* Instructions to follow: Given the listing below, write out exactly the lines starting with the line that has "it: point(72, 175)." and going on through the line that has "it: point(124, 153).", both kept.
──────────
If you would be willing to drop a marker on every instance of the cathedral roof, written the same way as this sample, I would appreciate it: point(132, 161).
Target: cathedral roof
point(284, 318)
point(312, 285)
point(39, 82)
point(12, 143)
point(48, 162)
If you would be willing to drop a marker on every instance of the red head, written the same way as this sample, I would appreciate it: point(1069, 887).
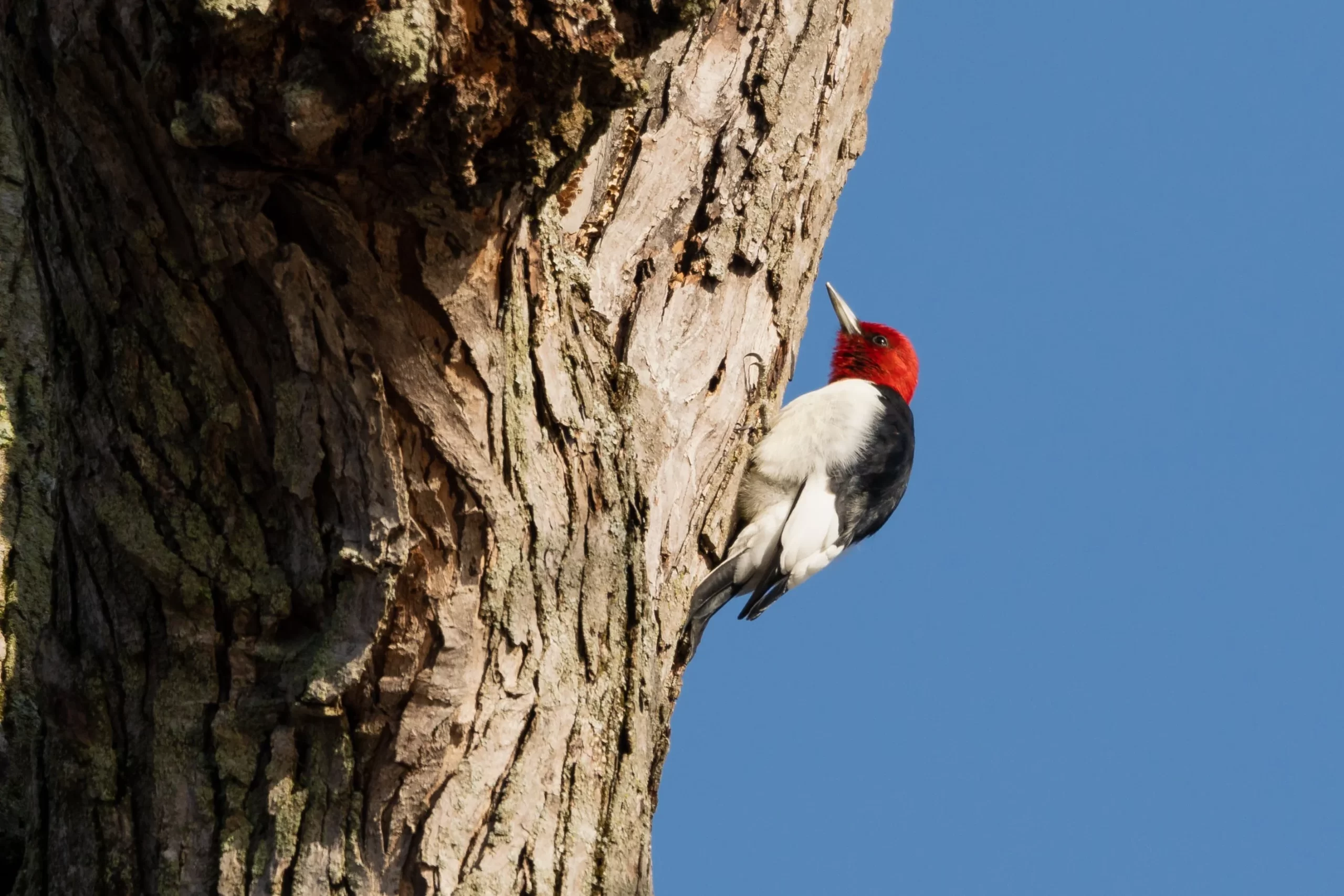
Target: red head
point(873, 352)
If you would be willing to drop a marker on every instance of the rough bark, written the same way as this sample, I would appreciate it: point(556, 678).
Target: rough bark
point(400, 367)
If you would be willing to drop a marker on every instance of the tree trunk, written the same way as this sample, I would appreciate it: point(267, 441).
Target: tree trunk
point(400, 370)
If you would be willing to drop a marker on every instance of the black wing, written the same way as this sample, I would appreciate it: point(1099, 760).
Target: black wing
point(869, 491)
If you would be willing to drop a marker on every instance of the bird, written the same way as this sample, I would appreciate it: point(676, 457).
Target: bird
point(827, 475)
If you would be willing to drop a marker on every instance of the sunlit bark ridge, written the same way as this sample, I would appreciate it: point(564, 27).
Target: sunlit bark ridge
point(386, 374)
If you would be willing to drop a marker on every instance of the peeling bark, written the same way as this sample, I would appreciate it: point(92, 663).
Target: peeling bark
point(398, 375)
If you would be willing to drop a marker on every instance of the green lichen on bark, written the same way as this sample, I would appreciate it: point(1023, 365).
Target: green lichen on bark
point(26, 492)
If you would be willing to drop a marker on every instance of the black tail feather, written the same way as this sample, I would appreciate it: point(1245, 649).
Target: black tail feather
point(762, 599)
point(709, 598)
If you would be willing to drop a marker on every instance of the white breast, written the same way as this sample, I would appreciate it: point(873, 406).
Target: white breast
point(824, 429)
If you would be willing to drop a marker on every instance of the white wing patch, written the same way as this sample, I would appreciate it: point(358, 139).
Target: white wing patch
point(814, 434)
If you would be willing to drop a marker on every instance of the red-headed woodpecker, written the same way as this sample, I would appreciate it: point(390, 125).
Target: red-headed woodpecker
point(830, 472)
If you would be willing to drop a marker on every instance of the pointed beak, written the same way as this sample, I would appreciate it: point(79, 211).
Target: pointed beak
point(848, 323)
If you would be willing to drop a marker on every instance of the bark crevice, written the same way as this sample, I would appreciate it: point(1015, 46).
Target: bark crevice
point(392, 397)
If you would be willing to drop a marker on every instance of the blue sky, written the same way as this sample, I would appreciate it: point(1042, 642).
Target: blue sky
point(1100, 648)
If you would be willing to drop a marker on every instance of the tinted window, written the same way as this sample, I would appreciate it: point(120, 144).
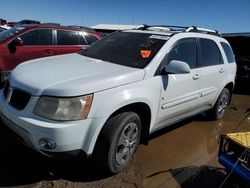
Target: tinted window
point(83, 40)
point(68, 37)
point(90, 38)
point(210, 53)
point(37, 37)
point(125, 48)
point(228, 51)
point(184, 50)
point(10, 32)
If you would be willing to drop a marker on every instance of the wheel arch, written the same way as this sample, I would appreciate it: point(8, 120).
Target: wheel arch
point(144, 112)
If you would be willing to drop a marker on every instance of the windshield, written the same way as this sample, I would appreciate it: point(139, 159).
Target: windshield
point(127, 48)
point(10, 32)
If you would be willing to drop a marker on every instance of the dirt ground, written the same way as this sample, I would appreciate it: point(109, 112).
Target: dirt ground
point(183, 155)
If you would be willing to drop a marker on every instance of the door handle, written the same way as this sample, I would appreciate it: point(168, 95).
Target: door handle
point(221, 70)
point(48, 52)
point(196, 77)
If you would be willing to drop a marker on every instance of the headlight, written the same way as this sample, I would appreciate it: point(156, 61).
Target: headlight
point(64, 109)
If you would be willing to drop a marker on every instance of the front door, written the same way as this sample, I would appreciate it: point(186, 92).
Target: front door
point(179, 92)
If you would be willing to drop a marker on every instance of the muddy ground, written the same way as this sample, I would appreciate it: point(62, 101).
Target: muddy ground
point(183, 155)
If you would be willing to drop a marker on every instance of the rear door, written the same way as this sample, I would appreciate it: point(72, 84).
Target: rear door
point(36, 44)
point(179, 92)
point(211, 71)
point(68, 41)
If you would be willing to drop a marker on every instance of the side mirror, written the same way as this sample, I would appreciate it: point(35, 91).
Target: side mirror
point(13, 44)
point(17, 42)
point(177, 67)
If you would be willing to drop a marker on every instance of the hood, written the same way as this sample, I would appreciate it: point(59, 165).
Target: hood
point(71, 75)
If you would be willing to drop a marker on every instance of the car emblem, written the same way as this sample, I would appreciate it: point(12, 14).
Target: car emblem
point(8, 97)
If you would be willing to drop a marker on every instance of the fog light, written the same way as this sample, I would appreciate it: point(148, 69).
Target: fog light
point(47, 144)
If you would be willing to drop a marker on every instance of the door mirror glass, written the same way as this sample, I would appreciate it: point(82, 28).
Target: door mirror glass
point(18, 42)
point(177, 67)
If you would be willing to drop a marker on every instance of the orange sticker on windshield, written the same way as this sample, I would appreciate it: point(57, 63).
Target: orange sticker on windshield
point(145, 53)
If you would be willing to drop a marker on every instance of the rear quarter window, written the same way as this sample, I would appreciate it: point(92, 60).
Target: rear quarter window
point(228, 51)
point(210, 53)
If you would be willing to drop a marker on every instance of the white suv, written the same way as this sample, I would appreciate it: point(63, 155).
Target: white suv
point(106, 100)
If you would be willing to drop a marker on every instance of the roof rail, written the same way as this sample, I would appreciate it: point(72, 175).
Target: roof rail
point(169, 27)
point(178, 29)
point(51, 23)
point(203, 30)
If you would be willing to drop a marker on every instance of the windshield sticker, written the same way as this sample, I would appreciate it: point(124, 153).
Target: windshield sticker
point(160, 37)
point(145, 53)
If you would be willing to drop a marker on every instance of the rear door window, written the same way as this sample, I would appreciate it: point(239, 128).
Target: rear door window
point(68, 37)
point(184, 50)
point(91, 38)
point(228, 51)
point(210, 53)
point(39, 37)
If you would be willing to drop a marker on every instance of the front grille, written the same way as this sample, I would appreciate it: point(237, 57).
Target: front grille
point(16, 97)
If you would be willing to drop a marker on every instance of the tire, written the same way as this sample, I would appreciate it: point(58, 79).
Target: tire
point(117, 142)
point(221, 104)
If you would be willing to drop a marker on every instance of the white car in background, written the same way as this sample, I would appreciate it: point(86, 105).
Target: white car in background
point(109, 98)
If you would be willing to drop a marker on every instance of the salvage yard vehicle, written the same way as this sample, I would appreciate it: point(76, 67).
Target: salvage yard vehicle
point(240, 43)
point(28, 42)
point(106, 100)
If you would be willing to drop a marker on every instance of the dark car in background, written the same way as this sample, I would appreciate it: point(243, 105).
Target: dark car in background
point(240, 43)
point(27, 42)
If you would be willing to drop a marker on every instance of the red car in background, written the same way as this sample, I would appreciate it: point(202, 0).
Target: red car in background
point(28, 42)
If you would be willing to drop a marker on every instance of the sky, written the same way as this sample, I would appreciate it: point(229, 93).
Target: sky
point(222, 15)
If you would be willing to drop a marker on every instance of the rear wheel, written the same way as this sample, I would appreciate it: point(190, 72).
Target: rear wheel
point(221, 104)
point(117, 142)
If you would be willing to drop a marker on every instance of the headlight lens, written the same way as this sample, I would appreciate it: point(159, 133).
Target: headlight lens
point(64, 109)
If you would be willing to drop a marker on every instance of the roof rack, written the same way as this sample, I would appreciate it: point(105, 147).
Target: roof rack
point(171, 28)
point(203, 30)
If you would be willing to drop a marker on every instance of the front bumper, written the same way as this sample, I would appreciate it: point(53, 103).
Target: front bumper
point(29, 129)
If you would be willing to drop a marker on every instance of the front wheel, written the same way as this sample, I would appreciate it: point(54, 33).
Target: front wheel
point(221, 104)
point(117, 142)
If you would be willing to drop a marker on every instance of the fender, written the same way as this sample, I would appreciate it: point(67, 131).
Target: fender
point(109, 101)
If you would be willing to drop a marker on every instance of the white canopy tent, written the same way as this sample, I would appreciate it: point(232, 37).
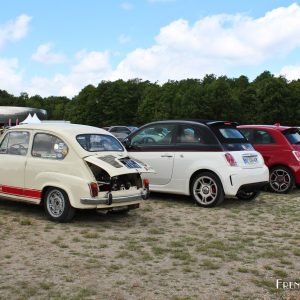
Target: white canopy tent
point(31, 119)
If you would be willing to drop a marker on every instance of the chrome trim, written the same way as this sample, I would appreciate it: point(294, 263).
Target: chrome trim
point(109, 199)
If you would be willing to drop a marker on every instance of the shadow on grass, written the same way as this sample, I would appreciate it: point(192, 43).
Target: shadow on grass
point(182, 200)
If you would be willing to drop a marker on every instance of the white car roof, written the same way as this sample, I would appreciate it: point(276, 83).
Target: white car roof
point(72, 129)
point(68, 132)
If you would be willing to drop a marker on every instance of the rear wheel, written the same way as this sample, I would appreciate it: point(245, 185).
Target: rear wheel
──────────
* Solution for this task:
If you would be willing to drop a marker on every instance of the roof rail, written the same way as this sample, I would appreciate it: point(72, 175).
Target: roof rail
point(169, 27)
point(178, 29)
point(51, 23)
point(203, 30)
If you would be willing to drop a marker on every instance of the windshield sticker, written the same way as this sample, I would appreciate it: point(124, 153).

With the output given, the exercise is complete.